[TEXT PROVIDED]
┌──
The wee signs and slogans on the walls in meetings are there for a reason. I used to want to scream at some of them, others made sense and one in particular 'You are no longer alone' was an unbelievable comfort. I'd often seen the sign HALT: don't get too hungry, angry, lonely or tired. "Simple stuff!", I thought and largely dismissed it, believing myself to usually be experiencing at least one of these conditions at any particular point in a day. How arrogant of me! I think the reason we are warned not to get too hungry, angry, lonely or tired is that if some or all of these states are out of kilter in me, then my thinking and perception changes. When my thinking and perception alters negatively, how I feel inside changes too and before I know it the mental obsession will have me thinking of lifting a drink.

I recently attended an AA convention in the North of Scotland, my first since beginning my recovery last August. I had been looking forward to it for months and was excited about going to a part of the country I'd never been able to visit. One of the fantastic things about getting sober is that I have choices today. I can take opportunities instead of life going on around and without me. I was 'existing' in a hopeless state of mind and body in the midst of chaotic alcoholism, waiting for it to kill me.I'm pretty early in my sobriety and have much to learn. I realise I will make mistakes with certain choices but hopefully will learn through experience. This was one such occasion.
└──
[GIVEN INSTRUCTION 1]
Name the conditions that the HALT sign in the sobriety passage warns against getting too far into.
[GIVEN INSTRUCTION 2]
Write out the sobriety passage word for word, from "The wee signs" down to "lifting a drink.".
The records that come next have no connection to the sobriety passage.

[DATA PROVIDED]
┌──
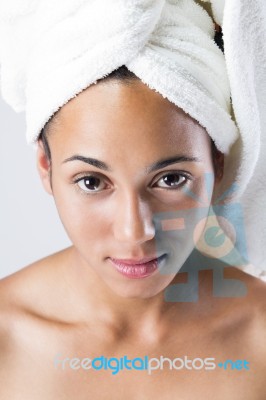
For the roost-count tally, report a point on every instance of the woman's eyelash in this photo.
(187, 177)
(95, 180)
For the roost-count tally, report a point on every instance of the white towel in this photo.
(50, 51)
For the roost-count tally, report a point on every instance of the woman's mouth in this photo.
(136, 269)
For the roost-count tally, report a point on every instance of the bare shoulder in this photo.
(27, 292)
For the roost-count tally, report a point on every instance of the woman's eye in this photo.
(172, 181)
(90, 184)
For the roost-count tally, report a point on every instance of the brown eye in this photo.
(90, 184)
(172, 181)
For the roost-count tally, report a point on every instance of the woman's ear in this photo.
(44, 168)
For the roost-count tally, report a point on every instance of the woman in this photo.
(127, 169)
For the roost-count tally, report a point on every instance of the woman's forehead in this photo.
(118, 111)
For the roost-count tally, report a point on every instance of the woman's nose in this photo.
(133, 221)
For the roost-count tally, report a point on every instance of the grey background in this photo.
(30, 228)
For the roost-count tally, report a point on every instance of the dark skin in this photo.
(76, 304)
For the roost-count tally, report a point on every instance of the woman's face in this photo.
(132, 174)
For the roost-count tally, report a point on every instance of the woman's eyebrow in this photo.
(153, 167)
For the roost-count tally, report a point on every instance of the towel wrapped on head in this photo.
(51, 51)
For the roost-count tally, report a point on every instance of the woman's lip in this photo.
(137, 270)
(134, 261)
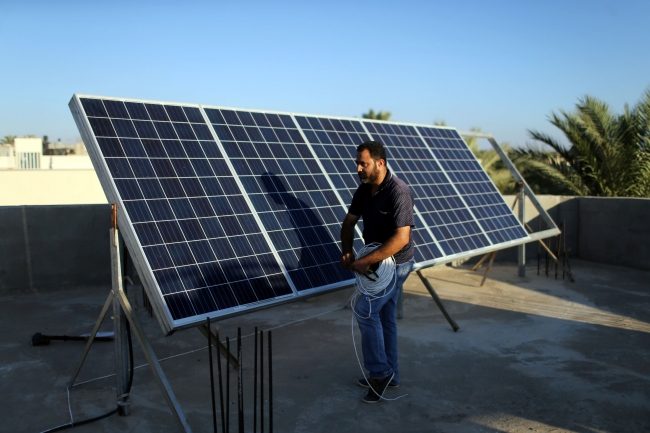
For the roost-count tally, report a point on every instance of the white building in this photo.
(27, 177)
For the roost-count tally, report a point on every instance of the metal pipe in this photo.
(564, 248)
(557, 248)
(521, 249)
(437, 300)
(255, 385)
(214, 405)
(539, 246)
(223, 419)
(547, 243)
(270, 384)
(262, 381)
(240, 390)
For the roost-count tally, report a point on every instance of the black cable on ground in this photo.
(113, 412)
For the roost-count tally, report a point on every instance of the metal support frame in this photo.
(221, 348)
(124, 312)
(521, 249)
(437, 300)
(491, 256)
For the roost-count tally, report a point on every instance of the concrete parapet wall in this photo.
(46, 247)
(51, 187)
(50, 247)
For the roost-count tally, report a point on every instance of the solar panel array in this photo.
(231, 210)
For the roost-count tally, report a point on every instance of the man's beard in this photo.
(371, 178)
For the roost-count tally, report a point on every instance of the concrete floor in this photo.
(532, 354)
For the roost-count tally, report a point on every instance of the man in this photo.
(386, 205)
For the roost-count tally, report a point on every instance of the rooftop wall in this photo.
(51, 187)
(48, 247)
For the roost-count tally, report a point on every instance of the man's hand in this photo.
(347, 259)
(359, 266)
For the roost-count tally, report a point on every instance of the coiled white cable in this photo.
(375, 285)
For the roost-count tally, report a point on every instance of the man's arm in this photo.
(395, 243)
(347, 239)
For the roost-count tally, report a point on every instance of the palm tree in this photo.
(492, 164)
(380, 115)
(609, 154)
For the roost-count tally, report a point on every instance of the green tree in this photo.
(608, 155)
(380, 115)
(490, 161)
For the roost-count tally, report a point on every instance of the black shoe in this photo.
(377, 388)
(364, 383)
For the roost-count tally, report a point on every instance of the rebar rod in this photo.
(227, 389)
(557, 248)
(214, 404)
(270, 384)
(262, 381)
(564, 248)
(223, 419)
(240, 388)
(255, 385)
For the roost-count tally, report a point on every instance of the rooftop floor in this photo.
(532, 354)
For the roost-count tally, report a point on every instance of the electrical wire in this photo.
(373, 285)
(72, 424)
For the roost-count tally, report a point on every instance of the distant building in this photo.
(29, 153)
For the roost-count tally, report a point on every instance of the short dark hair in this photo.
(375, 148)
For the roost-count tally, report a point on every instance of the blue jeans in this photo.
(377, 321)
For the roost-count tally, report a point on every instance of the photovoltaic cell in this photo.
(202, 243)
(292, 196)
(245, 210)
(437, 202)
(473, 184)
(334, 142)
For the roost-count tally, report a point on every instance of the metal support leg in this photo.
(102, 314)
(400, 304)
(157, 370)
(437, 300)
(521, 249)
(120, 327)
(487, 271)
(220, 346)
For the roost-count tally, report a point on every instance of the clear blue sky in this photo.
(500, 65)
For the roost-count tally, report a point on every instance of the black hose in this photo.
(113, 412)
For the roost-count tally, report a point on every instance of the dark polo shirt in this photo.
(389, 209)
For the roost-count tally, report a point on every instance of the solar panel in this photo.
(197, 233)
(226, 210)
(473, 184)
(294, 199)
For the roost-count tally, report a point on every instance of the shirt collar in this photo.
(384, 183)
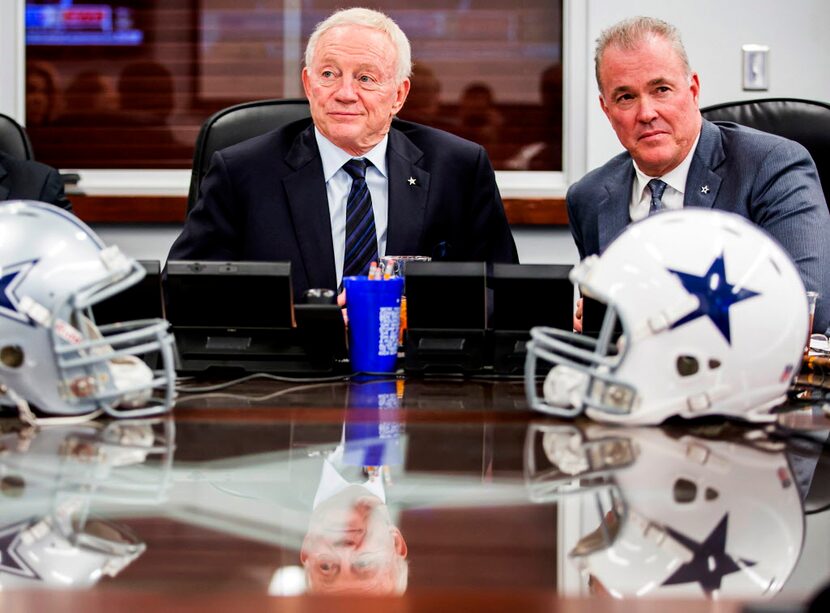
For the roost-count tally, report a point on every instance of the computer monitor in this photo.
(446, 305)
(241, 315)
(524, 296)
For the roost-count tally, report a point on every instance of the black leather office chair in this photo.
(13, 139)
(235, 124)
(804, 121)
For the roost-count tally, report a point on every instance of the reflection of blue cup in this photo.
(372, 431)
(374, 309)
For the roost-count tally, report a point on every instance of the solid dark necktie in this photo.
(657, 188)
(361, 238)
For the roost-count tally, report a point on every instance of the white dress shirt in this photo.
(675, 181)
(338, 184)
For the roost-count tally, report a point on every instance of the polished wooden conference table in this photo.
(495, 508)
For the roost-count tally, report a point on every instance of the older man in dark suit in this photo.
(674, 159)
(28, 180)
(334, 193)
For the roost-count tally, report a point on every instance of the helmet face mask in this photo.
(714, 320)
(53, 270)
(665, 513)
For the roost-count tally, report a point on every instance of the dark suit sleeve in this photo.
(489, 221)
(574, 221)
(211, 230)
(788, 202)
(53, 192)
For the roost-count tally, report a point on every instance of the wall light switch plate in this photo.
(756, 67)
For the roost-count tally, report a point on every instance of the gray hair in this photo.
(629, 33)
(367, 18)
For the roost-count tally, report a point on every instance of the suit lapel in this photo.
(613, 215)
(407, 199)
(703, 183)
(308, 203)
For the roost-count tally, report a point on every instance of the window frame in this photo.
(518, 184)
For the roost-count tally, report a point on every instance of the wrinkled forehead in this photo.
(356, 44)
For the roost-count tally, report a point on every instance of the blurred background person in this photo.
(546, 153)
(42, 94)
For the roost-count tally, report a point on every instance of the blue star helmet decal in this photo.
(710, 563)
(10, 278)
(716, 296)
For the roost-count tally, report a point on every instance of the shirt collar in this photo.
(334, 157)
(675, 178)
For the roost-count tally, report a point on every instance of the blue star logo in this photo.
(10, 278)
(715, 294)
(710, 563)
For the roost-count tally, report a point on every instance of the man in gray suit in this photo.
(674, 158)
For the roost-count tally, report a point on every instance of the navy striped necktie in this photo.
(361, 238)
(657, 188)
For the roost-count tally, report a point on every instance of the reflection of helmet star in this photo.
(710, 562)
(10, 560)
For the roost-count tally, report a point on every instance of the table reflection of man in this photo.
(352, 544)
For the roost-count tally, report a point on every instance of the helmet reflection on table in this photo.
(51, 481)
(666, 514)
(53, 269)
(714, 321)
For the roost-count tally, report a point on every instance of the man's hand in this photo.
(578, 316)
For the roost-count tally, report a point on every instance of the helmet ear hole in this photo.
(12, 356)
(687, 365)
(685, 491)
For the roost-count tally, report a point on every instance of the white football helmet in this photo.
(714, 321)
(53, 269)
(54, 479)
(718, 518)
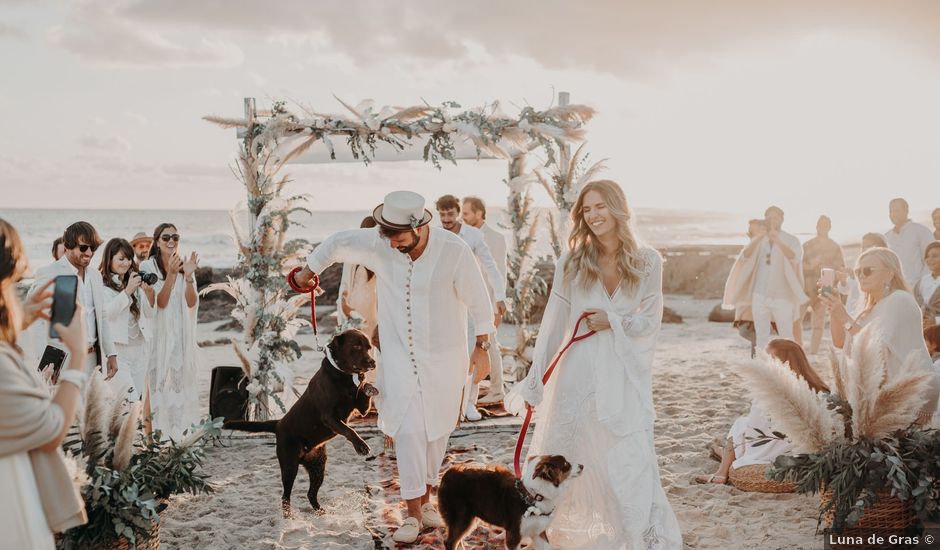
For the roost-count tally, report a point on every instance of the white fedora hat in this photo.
└──
┌──
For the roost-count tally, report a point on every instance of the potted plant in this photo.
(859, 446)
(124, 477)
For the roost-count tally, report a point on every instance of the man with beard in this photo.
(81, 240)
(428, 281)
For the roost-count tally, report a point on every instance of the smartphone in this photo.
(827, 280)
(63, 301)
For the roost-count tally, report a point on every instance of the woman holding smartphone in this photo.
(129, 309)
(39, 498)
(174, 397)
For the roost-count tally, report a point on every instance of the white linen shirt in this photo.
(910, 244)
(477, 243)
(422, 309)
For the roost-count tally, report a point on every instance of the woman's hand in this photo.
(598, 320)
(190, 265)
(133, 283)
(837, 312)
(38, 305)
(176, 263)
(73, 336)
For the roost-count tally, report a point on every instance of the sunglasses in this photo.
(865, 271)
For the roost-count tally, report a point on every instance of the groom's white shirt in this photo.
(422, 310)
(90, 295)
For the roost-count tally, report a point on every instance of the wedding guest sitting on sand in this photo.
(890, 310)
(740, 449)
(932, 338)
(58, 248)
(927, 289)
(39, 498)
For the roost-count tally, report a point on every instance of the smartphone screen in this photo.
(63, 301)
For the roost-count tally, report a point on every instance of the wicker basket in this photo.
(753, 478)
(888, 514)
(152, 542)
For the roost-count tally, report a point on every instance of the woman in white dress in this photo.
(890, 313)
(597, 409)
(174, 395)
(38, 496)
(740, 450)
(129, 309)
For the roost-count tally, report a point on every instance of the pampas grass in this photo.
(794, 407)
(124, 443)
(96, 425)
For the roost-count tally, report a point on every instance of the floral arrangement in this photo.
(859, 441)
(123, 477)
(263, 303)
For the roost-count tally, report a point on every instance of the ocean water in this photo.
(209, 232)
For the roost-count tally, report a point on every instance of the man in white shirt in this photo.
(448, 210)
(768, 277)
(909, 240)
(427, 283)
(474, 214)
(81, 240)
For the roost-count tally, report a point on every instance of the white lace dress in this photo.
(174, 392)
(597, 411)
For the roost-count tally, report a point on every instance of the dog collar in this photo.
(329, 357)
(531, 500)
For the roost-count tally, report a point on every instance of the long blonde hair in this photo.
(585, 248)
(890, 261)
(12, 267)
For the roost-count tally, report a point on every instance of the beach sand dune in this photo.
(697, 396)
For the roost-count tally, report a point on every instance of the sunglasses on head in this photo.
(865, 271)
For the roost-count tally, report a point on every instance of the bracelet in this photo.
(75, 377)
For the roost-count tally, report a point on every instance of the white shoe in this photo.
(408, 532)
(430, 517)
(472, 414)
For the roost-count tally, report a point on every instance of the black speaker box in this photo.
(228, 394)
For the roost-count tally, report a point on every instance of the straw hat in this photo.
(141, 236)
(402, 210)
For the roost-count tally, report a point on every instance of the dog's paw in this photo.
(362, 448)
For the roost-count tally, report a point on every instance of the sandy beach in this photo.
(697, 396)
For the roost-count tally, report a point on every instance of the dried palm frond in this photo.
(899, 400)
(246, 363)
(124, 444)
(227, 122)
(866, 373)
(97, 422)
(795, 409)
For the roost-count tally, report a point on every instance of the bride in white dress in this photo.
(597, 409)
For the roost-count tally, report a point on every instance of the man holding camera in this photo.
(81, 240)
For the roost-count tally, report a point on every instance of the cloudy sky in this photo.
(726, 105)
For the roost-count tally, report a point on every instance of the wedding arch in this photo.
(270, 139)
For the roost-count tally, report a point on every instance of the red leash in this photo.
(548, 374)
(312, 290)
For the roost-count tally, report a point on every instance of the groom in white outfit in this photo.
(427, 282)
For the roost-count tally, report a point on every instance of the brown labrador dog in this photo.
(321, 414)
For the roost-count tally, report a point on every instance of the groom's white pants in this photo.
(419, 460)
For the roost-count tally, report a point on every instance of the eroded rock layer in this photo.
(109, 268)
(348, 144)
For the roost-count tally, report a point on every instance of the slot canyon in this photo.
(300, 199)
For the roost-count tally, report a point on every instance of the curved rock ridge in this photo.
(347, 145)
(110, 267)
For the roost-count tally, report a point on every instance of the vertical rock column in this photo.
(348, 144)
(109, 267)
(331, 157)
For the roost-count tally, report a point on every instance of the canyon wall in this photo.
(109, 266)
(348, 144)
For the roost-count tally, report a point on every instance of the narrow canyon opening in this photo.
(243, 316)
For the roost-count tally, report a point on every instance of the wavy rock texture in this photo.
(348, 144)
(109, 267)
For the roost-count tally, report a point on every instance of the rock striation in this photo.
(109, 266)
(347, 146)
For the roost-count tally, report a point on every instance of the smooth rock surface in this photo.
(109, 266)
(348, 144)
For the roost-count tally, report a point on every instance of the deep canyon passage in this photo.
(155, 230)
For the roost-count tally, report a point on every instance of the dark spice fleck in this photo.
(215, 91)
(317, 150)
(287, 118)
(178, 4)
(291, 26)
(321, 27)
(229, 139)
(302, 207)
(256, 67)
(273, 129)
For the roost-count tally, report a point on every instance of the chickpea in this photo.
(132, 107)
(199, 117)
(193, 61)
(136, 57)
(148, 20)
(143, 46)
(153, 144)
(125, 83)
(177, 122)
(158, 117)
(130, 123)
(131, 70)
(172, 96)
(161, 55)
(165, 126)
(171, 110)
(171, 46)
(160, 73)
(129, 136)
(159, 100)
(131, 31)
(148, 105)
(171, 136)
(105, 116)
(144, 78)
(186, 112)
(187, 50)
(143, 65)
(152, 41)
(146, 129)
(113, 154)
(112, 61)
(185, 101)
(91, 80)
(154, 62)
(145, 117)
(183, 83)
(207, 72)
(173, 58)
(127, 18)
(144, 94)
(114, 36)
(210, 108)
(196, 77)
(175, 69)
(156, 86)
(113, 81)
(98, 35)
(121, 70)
└──
[RIGHT ANSWER 1]
hungry, angry, lonely, tired

[RIGHT ANSWER 2]
The wee signs and slogans on the walls in meetings are there for a reason. I used to want to scream at some of them, others made sense and one in particular 'You are no longer alone' was an unbelievable comfort. I'd often seen the sign HALT: don't get too hungry, angry, lonely or tired. "Simple stuff!", I thought and largely dismissed it, believing myself to usually be experiencing at least one of these conditions at any particular point in a day. How arrogant of me! I think the reason we are warned not to get too hungry, angry, lonely or tired is that if some or all of these states are out of kilter in me, then my thinking and perception changes. When my thinking and perception alters negatively, how I feel inside changes too and before I know it the mental obsession will have me thinking of lifting a drink.